Extrait du livre Le Kid 2017-2019, Charleroi en Belgique. Documentaire
photo © Thomas Fliche

Aujourd’hui, comment finance t-on un média indépendant ? Quel est votre modèle économique ?

Notre modèle économique repose uniquement sur l’abonnement et les ventes en librairie. Là où ça devient très compliqué, c’est qu’avec l’augmentation du prix du papier (+78% en l’espace d’un an et demi), un numéro de 6 mois vendu en librairie nous fait perdre de l’argent. On marche sur la tête. La seule solution que l’on a pour pérenniser le titre, c’est de gagner en abonnement.
C’est très précaire. Nous ne sommes malheureusement pas les seuls, je dis « malheureusement » parce que je suis totalement solidaire avec les autres titres de la presse indépendante qui sont fragilisés de la même manière que nous. C’est un péril d’indépendance de la presse. Quand je parle de la presse indépendante, ce ne sont pas des ovnis dans le paysage, c’est le parti constitutif de la liberté qu’ont les citoyens de se faire une opinion. Si elle disparaît, c’est grave.

++++++++++++++++++++

EXERCICES:
A: Pouvez-vous condenser en liste le paragraphe commençant par « Notre modèle économique repose » dans le texte sur le financement de la presse indépendante, sans perdre ses faits principaux ?
B: Comment prolongeriez-vous le texte sur le financement de la presse indépendante après sa dernière phrase ?

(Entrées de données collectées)
++++++++++++++++++++

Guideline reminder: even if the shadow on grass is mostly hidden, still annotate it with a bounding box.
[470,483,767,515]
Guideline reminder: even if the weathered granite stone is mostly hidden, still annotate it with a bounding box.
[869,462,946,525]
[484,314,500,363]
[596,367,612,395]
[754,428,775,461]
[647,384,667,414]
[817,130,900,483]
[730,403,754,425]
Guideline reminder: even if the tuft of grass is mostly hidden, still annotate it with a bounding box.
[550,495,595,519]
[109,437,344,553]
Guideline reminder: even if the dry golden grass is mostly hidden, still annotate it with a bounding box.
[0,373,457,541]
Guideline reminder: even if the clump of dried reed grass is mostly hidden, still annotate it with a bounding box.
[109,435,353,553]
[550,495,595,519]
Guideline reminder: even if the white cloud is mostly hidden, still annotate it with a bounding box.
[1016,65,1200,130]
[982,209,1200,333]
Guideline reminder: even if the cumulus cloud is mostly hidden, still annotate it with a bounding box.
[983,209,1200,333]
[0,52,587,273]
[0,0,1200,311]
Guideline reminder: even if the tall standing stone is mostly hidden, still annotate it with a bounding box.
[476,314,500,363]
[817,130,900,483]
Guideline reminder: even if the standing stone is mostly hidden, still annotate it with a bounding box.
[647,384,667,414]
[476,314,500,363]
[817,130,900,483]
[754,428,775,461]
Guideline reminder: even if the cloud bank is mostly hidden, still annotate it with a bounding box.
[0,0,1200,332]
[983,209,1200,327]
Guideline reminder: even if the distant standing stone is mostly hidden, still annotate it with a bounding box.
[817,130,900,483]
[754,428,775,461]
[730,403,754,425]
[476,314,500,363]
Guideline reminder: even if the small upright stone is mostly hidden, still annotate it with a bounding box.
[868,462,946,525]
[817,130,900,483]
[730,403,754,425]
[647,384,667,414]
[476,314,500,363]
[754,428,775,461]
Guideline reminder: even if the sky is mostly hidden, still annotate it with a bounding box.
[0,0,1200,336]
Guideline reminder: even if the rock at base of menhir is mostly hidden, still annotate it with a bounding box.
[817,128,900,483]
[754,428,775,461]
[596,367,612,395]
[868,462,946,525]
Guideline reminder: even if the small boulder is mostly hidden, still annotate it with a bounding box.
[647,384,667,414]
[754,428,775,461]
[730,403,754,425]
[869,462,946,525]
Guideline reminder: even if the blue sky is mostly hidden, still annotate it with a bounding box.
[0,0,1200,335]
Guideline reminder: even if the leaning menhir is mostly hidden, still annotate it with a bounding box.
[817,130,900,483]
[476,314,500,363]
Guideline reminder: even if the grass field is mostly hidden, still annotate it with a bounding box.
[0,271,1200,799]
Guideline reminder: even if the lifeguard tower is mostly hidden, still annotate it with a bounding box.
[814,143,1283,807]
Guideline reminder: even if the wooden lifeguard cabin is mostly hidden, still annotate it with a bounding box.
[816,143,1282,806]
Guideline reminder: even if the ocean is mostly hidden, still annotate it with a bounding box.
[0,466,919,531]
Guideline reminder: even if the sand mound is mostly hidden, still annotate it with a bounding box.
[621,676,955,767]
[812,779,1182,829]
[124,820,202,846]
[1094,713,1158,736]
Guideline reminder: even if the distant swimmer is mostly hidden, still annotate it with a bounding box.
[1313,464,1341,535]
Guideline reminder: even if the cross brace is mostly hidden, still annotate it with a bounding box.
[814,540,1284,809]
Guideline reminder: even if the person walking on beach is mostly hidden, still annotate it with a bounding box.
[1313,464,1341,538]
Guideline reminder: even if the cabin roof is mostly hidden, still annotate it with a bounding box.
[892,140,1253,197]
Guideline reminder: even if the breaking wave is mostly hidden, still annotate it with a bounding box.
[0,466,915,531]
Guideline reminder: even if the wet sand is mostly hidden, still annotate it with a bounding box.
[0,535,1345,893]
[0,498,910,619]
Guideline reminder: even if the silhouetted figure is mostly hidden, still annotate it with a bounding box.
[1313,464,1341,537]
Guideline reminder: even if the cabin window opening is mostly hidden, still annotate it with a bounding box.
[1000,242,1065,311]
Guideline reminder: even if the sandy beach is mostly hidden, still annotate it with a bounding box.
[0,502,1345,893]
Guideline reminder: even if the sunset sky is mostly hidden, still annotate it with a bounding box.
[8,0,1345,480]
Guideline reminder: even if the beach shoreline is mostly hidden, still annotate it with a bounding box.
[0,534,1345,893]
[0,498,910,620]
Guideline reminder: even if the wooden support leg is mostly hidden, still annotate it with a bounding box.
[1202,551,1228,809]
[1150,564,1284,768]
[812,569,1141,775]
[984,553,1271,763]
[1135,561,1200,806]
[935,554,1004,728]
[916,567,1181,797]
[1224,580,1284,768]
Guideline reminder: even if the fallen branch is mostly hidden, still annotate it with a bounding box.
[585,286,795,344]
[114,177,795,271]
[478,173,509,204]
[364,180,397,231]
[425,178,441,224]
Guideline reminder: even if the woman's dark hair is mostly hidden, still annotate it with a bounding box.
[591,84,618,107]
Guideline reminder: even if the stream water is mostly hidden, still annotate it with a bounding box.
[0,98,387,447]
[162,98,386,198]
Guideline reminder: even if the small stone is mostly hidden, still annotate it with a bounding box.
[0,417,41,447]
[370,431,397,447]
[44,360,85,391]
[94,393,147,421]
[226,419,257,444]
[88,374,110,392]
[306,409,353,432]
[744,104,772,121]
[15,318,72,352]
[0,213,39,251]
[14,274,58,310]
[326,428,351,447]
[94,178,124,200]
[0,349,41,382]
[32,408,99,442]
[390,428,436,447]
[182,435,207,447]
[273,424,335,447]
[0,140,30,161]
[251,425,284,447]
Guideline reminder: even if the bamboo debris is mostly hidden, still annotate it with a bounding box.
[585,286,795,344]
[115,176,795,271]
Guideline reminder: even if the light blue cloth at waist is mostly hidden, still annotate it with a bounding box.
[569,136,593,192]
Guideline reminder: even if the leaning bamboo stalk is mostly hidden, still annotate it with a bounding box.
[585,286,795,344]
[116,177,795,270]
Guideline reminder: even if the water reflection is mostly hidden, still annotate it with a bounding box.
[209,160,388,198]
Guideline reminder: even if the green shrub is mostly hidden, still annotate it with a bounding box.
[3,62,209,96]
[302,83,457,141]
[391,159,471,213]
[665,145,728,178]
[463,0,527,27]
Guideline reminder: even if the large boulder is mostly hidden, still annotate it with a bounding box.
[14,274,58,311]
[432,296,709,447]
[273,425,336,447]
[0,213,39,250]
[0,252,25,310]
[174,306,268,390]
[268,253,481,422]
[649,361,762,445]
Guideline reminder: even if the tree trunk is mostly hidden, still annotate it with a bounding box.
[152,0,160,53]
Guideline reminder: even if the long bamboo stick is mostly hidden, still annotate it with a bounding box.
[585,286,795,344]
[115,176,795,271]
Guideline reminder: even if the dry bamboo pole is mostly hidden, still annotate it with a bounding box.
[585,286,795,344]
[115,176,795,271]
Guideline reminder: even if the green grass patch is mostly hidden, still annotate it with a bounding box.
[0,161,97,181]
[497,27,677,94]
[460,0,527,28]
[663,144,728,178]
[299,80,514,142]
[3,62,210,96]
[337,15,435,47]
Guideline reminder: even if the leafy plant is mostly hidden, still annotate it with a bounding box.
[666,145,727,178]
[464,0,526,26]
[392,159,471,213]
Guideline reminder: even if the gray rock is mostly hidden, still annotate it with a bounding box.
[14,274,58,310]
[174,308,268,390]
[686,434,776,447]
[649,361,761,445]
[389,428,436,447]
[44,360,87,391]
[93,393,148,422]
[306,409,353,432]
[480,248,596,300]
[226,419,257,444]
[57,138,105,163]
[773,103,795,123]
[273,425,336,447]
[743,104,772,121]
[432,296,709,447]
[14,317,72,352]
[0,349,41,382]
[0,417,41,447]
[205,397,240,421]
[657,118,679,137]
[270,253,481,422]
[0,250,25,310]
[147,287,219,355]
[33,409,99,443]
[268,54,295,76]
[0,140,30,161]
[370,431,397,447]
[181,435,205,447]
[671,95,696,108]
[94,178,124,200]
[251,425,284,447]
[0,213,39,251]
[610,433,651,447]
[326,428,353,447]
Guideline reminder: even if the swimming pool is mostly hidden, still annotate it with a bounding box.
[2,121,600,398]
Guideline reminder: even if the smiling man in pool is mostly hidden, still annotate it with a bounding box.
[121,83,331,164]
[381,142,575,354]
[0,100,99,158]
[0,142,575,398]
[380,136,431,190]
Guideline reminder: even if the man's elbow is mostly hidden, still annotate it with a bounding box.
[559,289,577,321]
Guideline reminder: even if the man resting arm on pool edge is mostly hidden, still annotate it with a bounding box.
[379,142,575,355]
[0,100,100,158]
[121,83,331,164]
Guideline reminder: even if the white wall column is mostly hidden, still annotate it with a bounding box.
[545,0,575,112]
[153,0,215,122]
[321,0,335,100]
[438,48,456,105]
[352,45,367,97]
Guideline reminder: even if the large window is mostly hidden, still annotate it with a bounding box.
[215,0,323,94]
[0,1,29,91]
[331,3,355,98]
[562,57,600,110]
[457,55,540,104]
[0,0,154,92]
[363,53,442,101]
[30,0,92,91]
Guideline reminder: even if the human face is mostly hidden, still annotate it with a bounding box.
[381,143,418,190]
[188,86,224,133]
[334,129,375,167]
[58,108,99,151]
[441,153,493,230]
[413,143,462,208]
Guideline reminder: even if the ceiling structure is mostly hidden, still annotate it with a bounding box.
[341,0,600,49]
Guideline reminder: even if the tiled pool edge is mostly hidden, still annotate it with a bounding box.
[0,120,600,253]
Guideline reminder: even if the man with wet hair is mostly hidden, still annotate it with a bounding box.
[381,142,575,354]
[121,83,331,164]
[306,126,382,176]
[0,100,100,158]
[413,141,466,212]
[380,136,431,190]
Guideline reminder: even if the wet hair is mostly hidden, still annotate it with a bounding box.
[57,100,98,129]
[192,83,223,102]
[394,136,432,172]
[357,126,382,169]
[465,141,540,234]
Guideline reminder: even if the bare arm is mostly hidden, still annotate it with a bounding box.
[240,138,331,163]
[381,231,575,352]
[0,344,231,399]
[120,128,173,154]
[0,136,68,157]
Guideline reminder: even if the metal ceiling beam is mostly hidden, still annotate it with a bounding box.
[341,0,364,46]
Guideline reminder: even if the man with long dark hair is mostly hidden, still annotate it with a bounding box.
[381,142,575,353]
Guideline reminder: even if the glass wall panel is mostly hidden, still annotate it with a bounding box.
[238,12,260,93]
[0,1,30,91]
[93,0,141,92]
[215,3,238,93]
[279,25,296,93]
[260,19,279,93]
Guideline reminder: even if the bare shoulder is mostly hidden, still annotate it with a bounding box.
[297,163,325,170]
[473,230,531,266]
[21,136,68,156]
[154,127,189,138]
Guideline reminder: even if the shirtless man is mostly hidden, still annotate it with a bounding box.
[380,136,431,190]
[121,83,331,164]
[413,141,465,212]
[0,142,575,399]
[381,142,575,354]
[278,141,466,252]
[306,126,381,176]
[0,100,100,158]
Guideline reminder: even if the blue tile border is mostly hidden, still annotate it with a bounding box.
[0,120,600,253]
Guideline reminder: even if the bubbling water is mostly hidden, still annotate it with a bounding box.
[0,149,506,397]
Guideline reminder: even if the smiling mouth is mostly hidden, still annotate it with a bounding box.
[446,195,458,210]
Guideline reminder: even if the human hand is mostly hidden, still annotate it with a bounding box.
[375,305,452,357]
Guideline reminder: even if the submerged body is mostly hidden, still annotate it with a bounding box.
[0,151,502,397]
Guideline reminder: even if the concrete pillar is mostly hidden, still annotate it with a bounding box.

++++++++++++++++++++

RÉPONSES:
A:
- Le modèle économique repose uniquement sur l'abonnement et les ventes en librairie.
- Le prix du papier a augmenté de 78 % en un an et demi.
- À cause de cette hausse, un numéro de 6 mois vendu en librairie fait perdre de l'argent.
- La seule solution pour pérenniser le titre est de gagner en abonnement.

B:
20/12/19
Beit Rima, Palestine.
Rand , Majd’s sister, using his cell phone to communicate with his father in prison. © Antonio Faccilongo

Vous venez de lancer une campagne en faveur de la presse indépendante face à l’explosion du prix du papier, pouvez-vous nous en parler, et qu’attendez-vous de la part des pouvoirs publics ?

On intervient sur deux niveaux. La campagne de dons « 40 jours pour 4 revues » lancée avec les autres revues du groupe (la revue dessinée, Topo et XXI) qui a pour but d’acquérir de la trésorerie pour nous permettre de tenir  jusqu’à l’hiver prochain, de manière à pouvoir faire la démonstration de la pertinence du choix éditorial que l’on fait et du changement de rythme.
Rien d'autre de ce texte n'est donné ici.